● **Written task**
Please pick out each line of the material below that contains the word "plant" and copy every such line in full.

-------- Records shown --------

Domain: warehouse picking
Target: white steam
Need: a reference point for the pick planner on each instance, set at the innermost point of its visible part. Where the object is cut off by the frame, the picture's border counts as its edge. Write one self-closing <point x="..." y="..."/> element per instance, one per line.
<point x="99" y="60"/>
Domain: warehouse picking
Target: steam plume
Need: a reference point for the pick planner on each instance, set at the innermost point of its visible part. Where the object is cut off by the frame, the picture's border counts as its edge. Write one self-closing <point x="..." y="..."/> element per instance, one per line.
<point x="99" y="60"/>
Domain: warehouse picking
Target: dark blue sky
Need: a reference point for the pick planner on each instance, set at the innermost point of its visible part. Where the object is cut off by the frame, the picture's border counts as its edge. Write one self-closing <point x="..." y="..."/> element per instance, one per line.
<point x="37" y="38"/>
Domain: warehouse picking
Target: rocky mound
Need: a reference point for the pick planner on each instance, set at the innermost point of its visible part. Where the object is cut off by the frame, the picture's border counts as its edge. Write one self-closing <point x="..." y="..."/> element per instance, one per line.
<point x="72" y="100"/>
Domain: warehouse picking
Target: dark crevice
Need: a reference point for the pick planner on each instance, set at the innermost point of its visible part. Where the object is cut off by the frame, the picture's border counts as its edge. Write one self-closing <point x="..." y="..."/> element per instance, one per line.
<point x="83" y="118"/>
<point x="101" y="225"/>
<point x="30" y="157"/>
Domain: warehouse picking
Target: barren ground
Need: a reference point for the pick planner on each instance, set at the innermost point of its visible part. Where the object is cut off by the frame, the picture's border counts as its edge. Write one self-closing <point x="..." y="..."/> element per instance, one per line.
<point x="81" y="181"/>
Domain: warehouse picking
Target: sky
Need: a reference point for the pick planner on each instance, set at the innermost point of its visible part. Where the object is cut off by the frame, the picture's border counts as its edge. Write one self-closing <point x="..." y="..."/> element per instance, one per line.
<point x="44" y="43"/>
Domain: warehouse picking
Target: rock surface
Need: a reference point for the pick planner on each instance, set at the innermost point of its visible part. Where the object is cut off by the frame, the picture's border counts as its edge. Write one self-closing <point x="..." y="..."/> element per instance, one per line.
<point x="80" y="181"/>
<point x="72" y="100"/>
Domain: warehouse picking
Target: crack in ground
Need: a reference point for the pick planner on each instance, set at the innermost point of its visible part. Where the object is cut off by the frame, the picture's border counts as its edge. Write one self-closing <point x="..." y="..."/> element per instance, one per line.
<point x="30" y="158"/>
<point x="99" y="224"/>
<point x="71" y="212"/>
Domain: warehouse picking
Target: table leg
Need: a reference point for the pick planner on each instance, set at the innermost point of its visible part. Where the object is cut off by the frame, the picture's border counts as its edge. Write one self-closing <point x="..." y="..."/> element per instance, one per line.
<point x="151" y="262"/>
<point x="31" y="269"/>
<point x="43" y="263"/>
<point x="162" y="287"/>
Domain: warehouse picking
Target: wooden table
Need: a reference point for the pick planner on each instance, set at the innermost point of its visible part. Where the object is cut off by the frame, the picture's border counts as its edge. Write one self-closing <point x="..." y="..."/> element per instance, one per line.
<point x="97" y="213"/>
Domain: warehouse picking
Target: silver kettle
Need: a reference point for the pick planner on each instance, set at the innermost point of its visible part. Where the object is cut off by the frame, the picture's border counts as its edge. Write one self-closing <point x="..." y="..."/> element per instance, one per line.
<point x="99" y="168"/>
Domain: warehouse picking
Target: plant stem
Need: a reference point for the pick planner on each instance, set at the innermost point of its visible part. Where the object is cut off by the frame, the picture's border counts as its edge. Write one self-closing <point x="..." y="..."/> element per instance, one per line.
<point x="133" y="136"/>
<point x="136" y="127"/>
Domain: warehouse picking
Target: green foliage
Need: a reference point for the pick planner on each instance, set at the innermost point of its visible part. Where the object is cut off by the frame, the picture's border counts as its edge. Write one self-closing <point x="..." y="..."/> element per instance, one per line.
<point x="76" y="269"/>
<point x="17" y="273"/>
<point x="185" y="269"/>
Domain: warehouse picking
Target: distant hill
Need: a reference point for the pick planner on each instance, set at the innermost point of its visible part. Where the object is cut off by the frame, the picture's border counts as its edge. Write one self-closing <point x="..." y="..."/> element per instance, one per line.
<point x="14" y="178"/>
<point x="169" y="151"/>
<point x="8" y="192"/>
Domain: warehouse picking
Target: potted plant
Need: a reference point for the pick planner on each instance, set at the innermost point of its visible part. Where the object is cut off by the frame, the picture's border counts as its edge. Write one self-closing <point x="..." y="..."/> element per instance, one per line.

--------

● **Full answer**
Target: plant stem
Target: potted plant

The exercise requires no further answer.